__EXERCISE MATERIAL__
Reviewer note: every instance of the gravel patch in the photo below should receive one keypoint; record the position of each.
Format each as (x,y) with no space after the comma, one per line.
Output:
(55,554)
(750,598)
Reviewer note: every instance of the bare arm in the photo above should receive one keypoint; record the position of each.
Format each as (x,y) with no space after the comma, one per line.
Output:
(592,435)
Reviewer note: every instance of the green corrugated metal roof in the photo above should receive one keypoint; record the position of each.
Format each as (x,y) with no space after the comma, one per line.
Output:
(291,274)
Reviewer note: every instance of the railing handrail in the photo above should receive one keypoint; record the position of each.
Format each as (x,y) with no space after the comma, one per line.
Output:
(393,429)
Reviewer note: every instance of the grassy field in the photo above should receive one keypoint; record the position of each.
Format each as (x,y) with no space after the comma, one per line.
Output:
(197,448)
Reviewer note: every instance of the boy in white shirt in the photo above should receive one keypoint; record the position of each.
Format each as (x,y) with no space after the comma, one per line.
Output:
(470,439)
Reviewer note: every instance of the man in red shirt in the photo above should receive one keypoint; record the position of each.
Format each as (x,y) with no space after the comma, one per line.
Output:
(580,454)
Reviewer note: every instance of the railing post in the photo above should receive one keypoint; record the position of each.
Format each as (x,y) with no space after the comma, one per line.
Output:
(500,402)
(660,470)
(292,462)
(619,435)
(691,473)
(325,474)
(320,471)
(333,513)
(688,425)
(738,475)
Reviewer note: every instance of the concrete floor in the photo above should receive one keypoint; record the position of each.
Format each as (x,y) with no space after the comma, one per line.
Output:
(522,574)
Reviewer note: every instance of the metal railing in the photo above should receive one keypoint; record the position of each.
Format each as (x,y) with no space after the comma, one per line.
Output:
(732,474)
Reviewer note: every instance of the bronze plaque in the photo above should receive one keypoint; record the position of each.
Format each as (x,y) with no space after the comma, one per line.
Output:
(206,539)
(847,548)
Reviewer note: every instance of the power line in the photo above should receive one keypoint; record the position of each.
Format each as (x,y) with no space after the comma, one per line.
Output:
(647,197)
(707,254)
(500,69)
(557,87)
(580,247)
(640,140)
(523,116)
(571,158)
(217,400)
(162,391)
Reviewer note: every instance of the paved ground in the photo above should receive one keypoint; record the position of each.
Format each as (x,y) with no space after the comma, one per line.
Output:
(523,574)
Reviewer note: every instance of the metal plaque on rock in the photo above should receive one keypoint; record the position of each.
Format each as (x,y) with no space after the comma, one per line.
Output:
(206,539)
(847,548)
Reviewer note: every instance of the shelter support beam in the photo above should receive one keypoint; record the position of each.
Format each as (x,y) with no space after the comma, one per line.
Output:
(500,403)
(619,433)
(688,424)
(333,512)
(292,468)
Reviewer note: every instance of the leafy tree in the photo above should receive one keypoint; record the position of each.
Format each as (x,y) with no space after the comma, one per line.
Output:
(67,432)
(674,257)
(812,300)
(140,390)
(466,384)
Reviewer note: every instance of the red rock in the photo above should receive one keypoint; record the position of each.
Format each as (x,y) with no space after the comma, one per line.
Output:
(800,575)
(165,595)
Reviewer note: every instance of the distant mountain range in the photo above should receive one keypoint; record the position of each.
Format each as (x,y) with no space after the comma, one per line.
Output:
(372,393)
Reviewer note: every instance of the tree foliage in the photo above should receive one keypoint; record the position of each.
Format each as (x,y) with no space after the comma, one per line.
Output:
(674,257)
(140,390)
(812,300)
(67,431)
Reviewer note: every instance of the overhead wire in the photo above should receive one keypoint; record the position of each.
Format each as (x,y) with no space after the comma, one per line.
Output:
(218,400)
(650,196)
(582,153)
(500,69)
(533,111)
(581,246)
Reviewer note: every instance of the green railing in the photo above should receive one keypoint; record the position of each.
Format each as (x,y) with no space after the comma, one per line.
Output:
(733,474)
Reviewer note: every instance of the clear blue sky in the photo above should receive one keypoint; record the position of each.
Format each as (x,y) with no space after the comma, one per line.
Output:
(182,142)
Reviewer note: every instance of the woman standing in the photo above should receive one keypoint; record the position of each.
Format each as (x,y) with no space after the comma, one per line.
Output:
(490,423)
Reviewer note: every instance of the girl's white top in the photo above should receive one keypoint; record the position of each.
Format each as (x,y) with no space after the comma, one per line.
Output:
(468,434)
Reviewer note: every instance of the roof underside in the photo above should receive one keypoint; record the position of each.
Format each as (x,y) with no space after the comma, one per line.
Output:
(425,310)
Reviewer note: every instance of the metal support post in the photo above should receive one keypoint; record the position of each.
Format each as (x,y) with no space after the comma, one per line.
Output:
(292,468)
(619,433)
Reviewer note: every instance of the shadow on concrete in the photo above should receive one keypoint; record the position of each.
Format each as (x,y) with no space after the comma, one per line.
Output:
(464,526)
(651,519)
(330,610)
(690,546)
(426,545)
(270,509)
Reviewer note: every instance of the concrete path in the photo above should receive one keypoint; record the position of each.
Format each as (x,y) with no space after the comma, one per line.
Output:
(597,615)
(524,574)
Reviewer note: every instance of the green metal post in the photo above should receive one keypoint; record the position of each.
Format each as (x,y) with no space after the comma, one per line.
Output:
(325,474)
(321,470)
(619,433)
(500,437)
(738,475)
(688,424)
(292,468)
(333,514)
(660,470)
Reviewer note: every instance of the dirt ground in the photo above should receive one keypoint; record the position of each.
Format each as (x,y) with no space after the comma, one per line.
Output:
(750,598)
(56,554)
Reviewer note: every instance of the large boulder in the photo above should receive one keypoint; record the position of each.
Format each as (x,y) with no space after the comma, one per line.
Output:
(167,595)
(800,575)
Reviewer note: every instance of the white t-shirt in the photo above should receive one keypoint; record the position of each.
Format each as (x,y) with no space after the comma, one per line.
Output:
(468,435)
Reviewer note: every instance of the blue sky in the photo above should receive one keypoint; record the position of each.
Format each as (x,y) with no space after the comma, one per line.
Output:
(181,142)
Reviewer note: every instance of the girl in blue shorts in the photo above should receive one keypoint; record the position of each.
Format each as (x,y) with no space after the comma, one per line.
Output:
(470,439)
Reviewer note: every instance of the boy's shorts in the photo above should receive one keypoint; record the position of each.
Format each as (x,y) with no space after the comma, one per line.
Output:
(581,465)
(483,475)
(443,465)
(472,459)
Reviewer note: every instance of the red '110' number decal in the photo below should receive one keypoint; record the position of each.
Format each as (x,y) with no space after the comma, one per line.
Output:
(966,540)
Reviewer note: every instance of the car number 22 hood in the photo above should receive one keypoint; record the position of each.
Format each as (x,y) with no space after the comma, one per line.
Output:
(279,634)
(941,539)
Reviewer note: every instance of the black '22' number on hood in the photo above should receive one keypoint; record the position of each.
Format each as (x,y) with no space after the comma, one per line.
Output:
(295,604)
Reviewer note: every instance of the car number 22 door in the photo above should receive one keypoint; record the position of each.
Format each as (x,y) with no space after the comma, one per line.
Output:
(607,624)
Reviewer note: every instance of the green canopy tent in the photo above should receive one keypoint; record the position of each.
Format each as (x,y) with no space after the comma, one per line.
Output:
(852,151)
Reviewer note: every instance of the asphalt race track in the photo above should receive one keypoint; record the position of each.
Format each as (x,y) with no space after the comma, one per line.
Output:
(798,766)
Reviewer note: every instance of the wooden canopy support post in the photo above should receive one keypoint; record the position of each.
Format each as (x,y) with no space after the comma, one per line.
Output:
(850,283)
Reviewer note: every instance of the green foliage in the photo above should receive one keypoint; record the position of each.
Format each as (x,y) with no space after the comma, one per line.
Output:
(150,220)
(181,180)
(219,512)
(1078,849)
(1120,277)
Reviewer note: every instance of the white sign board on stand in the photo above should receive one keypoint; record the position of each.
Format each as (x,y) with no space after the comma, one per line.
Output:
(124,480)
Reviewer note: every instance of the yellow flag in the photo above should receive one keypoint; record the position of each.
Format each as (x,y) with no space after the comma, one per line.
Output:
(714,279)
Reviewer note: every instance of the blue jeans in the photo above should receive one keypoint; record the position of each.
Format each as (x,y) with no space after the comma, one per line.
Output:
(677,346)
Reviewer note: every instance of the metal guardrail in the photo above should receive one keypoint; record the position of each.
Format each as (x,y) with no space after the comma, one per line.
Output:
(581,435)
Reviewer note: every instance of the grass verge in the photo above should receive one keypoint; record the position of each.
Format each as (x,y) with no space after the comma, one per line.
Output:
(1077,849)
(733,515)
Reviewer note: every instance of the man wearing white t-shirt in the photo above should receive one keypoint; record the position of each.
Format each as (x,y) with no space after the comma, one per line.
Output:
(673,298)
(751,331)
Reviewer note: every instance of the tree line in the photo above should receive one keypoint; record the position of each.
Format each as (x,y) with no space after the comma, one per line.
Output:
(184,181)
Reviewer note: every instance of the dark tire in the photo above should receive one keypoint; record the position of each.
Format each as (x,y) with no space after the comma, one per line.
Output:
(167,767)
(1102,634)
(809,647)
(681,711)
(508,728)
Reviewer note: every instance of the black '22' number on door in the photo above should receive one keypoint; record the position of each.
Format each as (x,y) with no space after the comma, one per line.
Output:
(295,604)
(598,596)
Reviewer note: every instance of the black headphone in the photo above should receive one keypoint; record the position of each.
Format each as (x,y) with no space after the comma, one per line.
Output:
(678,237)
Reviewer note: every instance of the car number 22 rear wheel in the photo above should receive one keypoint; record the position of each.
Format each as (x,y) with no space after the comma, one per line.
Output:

__WORK ORDER__
Only the count, no other text: how many lines in the listing above hold "post"?

__EXERCISE OUTPUT__
4